* _What you will do_
Reproduce every one of the records below word for word, leaving the pictures out of your answer.
** BEGIN **
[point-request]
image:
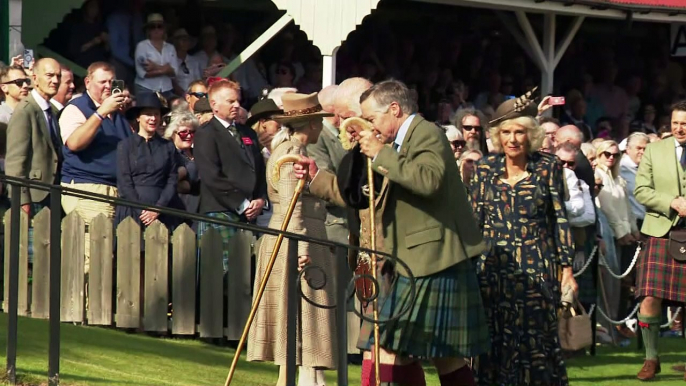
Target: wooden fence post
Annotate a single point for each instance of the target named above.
(184, 274)
(100, 273)
(73, 260)
(128, 274)
(156, 271)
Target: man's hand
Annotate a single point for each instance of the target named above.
(679, 205)
(306, 168)
(147, 217)
(369, 144)
(254, 209)
(113, 103)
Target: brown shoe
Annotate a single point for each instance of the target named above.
(650, 368)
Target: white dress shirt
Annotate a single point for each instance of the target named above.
(628, 169)
(146, 51)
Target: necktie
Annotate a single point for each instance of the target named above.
(52, 127)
** END **
* _Reply_
[point-request]
image:
Target: wooden fence post
Annotate a single point for each instance of the target named above.
(184, 274)
(100, 273)
(73, 260)
(128, 274)
(156, 271)
Target: man's hand
Annotate a single point for each instance of the target named above.
(679, 205)
(306, 168)
(147, 217)
(369, 144)
(254, 209)
(113, 103)
Target: brown shoe
Annotate a single point for each instance of the target named above.
(650, 368)
Target: white dress shirt
Annotate a single point for each instance of the target named above.
(628, 169)
(146, 51)
Target: necktie
Annotate a single point for each instance of the target named above.
(52, 127)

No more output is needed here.